— start of Data provided —

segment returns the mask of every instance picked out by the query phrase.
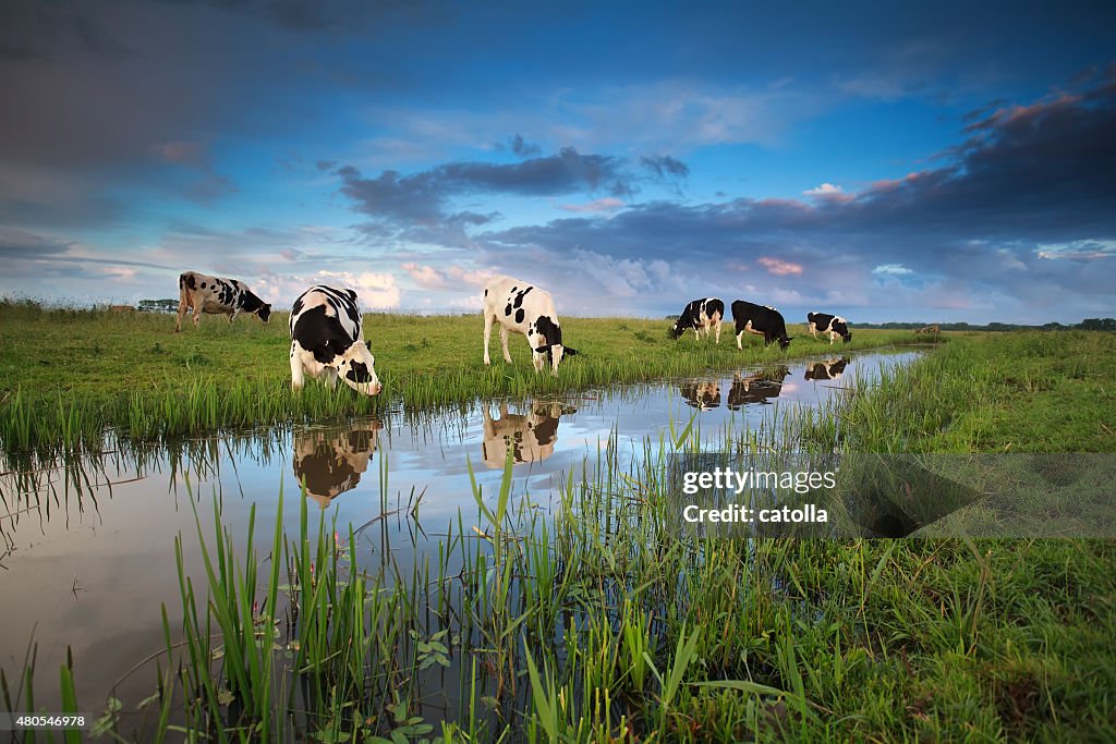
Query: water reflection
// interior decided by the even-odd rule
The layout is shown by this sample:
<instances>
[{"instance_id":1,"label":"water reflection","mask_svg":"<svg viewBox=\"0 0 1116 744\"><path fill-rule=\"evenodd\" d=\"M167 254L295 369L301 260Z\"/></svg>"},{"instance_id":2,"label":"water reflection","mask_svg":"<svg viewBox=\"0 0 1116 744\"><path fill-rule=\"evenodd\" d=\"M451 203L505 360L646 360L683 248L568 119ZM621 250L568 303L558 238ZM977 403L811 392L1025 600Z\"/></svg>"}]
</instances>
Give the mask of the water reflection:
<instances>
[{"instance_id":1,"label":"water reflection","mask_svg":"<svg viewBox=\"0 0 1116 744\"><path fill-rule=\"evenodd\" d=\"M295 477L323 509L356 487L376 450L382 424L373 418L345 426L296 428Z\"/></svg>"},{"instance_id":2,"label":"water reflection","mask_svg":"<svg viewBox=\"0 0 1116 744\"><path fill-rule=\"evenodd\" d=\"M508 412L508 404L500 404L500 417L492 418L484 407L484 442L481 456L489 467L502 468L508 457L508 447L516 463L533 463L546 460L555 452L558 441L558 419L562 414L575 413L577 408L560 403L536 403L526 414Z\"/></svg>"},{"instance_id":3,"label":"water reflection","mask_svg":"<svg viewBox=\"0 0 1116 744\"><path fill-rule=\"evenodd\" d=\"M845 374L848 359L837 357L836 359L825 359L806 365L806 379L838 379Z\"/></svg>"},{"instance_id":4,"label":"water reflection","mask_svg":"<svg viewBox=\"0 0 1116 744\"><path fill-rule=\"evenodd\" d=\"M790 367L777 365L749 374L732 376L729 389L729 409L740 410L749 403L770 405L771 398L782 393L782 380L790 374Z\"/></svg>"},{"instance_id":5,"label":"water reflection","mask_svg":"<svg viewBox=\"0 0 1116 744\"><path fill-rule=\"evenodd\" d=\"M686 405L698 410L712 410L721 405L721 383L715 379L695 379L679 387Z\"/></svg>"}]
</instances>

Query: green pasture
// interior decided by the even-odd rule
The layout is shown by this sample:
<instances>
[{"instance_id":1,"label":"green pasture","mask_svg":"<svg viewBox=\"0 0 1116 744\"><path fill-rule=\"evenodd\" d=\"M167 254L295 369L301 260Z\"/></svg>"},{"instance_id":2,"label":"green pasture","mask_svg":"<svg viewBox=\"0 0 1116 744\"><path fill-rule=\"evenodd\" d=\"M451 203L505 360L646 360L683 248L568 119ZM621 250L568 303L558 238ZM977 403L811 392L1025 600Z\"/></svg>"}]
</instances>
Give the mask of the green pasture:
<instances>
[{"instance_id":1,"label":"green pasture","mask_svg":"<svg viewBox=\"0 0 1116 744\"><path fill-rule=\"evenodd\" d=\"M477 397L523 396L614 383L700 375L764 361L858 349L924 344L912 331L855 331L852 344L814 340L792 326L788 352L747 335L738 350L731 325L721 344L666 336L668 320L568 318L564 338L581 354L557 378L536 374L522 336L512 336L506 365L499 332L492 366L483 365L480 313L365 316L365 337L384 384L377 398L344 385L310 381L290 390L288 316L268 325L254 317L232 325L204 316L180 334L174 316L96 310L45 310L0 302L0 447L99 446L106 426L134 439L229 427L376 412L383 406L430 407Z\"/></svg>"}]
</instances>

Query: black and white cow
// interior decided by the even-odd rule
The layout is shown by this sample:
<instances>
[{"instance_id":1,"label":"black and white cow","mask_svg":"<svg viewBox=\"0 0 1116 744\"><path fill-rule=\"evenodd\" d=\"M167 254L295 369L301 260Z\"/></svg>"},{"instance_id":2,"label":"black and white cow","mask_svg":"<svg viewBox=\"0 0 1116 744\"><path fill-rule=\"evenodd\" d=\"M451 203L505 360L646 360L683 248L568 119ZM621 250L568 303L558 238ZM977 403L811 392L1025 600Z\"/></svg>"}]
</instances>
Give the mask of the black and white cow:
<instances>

— end of Data provided —

Required work: Render every line of the records above as a Markdown table with the columns "Row" and "Line", numbering the rows and skipping blank lines. Leave the pictures out of the table.

Result for this task:
| Row | Line |
|---|---|
| 1 | segment returns the mask of every instance picked out by the query phrase. |
| 2 | Query: water reflection |
| 3 | // interior decided by the even-odd rule |
| 4 | The layout is shown by this sample: |
| 5 | <instances> |
| 6 | [{"instance_id":1,"label":"water reflection","mask_svg":"<svg viewBox=\"0 0 1116 744\"><path fill-rule=\"evenodd\" d=\"M167 254L295 369L301 260Z\"/></svg>"},{"instance_id":2,"label":"water reflection","mask_svg":"<svg viewBox=\"0 0 1116 744\"><path fill-rule=\"evenodd\" d=\"M451 203L505 360L646 360L683 248L568 119ZM621 250L568 303L558 238ZM977 403L811 392L1025 600Z\"/></svg>"}] |
| 7 | </instances> |
| 8 | Give the mask of the water reflection: |
| 9 | <instances> |
| 10 | [{"instance_id":1,"label":"water reflection","mask_svg":"<svg viewBox=\"0 0 1116 744\"><path fill-rule=\"evenodd\" d=\"M295 477L323 509L356 487L376 450L382 424L373 418L345 426L296 428Z\"/></svg>"},{"instance_id":2,"label":"water reflection","mask_svg":"<svg viewBox=\"0 0 1116 744\"><path fill-rule=\"evenodd\" d=\"M508 412L508 404L500 404L500 417L492 418L484 407L484 442L481 456L489 467L502 468L508 457L508 447L516 463L533 463L546 460L555 452L558 441L558 419L562 414L575 413L577 408L560 403L536 403L526 414Z\"/></svg>"},{"instance_id":3,"label":"water reflection","mask_svg":"<svg viewBox=\"0 0 1116 744\"><path fill-rule=\"evenodd\" d=\"M845 374L848 359L837 357L836 359L825 359L806 365L806 379L838 379Z\"/></svg>"},{"instance_id":4,"label":"water reflection","mask_svg":"<svg viewBox=\"0 0 1116 744\"><path fill-rule=\"evenodd\" d=\"M790 367L777 365L749 374L732 376L729 389L729 409L740 410L749 403L770 405L771 398L782 393L782 380L790 374Z\"/></svg>"},{"instance_id":5,"label":"water reflection","mask_svg":"<svg viewBox=\"0 0 1116 744\"><path fill-rule=\"evenodd\" d=\"M686 405L698 410L712 410L721 405L721 383L715 379L695 379L679 387Z\"/></svg>"}] |
| 11 | </instances> |
| 12 | Query: green pasture |
| 13 | // interior decided by the even-odd rule |
| 14 | The layout is shown by this sample: |
| 15 | <instances> |
| 16 | [{"instance_id":1,"label":"green pasture","mask_svg":"<svg viewBox=\"0 0 1116 744\"><path fill-rule=\"evenodd\" d=\"M167 254L295 369L301 260Z\"/></svg>"},{"instance_id":2,"label":"green pasture","mask_svg":"<svg viewBox=\"0 0 1116 744\"><path fill-rule=\"evenodd\" d=\"M451 203L505 360L646 360L683 248L568 119ZM621 250L568 303L558 238ZM977 403L811 392L1025 600Z\"/></svg>"}] |
| 17 | </instances> |
| 18 | Give the mask of the green pasture: |
| 19 | <instances> |
| 20 | [{"instance_id":1,"label":"green pasture","mask_svg":"<svg viewBox=\"0 0 1116 744\"><path fill-rule=\"evenodd\" d=\"M477 397L523 396L614 383L700 375L764 361L858 349L924 344L912 331L855 331L852 344L814 340L792 326L788 352L747 335L738 350L731 325L721 344L666 336L668 320L568 318L564 338L581 354L557 378L536 374L522 336L512 336L506 365L499 332L492 366L483 365L480 313L365 316L365 337L384 384L377 398L344 385L310 381L290 390L288 316L268 325L254 317L232 325L204 316L180 334L174 316L96 310L45 310L0 302L0 447L99 446L106 426L134 439L229 427L376 412L383 406L430 407Z\"/></svg>"}] |
| 21 | </instances> |
| 22 | Query: black and white cow |
| 23 | // interior decided by the even-odd rule |
| 24 | The layout is shown by this sample: |
| 25 | <instances> |
| 26 | [{"instance_id":1,"label":"black and white cow","mask_svg":"<svg viewBox=\"0 0 1116 744\"><path fill-rule=\"evenodd\" d=\"M167 254L295 369L301 260Z\"/></svg>"},{"instance_id":2,"label":"black and white cow","mask_svg":"<svg viewBox=\"0 0 1116 744\"><path fill-rule=\"evenodd\" d=\"M451 203L505 360L646 360L683 248L568 119ZM621 250L568 303L558 238ZM977 403L811 392L1025 600Z\"/></svg>"}] |
| 27 | </instances> |
| 28 | Give the mask of the black and white cow: |
| 29 | <instances> |